## Problem
Reproduce each of the items below line for line, without changing anything.

Excerpts from a segmentation dataset
= = = = =

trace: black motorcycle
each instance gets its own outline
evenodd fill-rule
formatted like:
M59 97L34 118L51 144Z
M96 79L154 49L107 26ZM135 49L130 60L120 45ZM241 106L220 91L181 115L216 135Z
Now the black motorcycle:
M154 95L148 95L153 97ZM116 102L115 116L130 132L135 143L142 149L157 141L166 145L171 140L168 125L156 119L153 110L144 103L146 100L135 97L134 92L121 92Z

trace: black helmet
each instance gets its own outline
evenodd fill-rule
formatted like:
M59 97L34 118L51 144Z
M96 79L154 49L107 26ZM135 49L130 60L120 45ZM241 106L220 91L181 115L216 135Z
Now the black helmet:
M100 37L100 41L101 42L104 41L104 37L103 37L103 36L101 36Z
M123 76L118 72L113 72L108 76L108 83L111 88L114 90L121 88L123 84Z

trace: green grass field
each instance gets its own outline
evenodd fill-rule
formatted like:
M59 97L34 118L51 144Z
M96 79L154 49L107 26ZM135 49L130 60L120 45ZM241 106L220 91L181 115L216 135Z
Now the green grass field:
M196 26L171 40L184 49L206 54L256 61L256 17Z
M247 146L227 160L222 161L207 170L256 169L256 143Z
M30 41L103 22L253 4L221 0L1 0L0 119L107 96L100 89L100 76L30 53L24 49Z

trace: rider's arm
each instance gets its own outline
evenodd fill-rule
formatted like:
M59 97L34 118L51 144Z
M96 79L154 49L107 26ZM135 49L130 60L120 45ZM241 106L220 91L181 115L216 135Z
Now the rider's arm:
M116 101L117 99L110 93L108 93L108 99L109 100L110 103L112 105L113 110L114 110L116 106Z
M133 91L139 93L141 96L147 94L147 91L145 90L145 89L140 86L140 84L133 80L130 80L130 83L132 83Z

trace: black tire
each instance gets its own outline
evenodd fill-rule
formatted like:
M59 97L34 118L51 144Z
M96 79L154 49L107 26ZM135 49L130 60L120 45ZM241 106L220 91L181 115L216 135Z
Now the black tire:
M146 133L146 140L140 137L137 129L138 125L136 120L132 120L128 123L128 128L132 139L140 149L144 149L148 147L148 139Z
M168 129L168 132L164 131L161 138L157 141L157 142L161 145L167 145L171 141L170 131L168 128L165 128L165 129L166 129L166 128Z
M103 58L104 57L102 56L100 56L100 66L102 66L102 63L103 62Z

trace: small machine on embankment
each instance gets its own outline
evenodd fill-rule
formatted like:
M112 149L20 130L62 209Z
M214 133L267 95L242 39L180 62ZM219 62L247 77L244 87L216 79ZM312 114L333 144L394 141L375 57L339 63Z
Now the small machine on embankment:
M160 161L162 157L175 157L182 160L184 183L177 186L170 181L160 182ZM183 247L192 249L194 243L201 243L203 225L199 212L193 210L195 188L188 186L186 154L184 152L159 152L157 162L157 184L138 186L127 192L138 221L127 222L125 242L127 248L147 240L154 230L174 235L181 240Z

= = = = =

## The response
trace: black motorcycle
each instance gets its own outline
evenodd fill-rule
formatted like:
M59 97L34 118L51 144Z
M96 79L154 49L107 26ZM135 49L130 60L120 45ZM241 106L220 91L181 115L216 135Z
Now the black motorcycle:
M154 95L148 95L153 97ZM116 102L115 116L130 132L135 143L142 149L157 141L166 145L171 140L168 125L156 119L153 110L144 103L146 100L135 97L134 92L121 92Z

trace: black helmet
each instance gets its own outline
evenodd fill-rule
formatted like:
M59 97L34 118L51 144Z
M96 79L154 49L107 26ZM135 49L130 60L120 45ZM241 106L220 91L181 115L216 135Z
Now the black helmet:
M100 37L100 41L101 42L104 41L104 37L103 37L103 36L101 36Z
M123 76L118 72L113 72L108 76L108 83L111 88L114 90L121 88L123 84Z

trace: green grass field
each instance gets its own outline
evenodd fill-rule
formatted like:
M59 97L34 118L51 144Z
M96 79L154 49L107 26ZM135 49L130 60L120 45ZM241 106L220 91L181 115L216 135Z
Now the green grass field:
M196 26L171 40L184 49L206 54L256 61L256 17Z
M247 146L227 160L222 161L207 170L256 169L256 143Z
M30 41L103 22L253 4L221 0L1 0L0 119L107 96L100 89L100 76L30 53L24 49Z

trace: rider's arm
each instance gets its own outline
evenodd fill-rule
formatted like:
M59 97L34 118L51 144Z
M96 79L154 49L107 26ZM135 49L130 60L120 45ZM241 106L220 91L181 115L216 135Z
Now the rider's arm:
M116 101L117 99L110 93L108 93L108 99L109 100L110 103L112 105L113 110L114 110L116 106Z
M133 91L139 93L141 96L147 94L147 91L145 90L145 89L140 86L140 84L133 80L130 80L130 83L132 83Z

trace: black tire
each instance gets its own outline
evenodd fill-rule
formatted like:
M59 97L34 118L51 144Z
M96 79L154 49L107 26ZM135 49L130 60L120 45ZM241 106L220 91L181 115L216 135Z
Now the black tire:
M146 133L146 140L140 137L137 129L138 125L136 120L132 120L128 123L128 128L132 139L140 149L144 149L148 147L148 139Z
M168 129L168 132L164 131L161 138L157 141L157 142L161 145L167 145L171 141L170 131L168 128L165 128L165 129L166 129L166 128Z
M103 58L104 57L102 56L100 56L100 66L102 66L102 63L103 62Z

trace: small machine on embankment
each instance gets its own outline
evenodd fill-rule
formatted like:
M112 149L20 130L62 209Z
M214 133L267 95L242 39L180 62ZM219 62L247 77L244 87L216 79ZM312 114L333 144L394 141L375 57L339 63Z
Now the small machine on embankment:
M160 161L162 157L175 157L182 160L184 183L177 186L170 181L160 182ZM183 247L192 249L194 243L201 243L203 225L199 212L193 210L195 188L188 186L186 154L184 152L159 152L157 162L157 184L138 186L127 192L138 221L127 222L125 242L127 248L147 240L154 230L174 235L181 240Z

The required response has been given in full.